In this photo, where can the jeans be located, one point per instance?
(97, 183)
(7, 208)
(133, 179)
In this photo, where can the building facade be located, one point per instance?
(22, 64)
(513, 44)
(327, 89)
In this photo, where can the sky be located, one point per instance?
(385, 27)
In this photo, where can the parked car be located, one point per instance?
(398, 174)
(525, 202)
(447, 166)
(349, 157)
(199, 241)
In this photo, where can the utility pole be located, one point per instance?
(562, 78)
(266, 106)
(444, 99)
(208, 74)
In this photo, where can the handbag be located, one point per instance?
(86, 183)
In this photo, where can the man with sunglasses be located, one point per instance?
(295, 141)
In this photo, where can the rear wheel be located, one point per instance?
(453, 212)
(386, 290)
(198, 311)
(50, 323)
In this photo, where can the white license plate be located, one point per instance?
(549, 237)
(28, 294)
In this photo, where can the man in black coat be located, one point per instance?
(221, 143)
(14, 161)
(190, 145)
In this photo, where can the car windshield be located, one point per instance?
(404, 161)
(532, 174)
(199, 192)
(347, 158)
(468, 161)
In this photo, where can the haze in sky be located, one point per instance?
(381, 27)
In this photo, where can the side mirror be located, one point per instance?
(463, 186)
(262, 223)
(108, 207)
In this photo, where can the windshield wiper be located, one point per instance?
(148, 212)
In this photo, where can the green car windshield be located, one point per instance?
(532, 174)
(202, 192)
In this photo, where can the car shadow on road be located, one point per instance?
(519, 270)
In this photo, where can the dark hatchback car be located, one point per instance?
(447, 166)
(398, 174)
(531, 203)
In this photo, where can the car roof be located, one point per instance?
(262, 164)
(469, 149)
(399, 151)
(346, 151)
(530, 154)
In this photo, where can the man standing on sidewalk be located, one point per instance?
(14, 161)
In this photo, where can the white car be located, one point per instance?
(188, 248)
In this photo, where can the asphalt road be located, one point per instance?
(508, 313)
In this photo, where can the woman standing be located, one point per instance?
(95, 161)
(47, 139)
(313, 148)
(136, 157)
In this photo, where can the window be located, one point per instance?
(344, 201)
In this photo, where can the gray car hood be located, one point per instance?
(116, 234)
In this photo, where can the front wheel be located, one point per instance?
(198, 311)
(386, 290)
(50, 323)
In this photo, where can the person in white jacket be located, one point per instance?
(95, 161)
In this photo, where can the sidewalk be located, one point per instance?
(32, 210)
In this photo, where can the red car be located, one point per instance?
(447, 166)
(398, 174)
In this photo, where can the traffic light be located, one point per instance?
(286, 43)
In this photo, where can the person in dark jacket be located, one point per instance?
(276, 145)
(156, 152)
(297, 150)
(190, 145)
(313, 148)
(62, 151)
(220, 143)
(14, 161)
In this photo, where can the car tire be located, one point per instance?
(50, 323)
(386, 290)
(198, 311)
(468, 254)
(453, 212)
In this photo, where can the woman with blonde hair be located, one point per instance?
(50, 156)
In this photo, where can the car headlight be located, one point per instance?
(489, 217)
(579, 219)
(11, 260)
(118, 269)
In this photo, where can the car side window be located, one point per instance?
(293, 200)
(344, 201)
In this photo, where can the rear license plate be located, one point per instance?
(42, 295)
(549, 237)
□ □ □
◆ **What is required**
Format the lines of the entries above as a Markdown table with the columns "No." and "Line". Begin with the line containing "In this photo, where can the car headlight", continue through the end of the entries, and leave out any blank lines.

◆ **Solution to this exercise**
| No. | Line |
|---|---|
| 1 | In this photo, where can the car headlight be located, one point per instance? |
| 2 | (489, 217) |
| 3 | (579, 219) |
| 4 | (11, 260) |
| 5 | (118, 269) |
| 6 | In this photo, where can the car side window be located, one point per instance? |
| 7 | (293, 200) |
| 8 | (344, 201) |
| 9 | In this photo, where can the rear license plate be located, one point per instance? |
| 10 | (42, 295) |
| 11 | (549, 237) |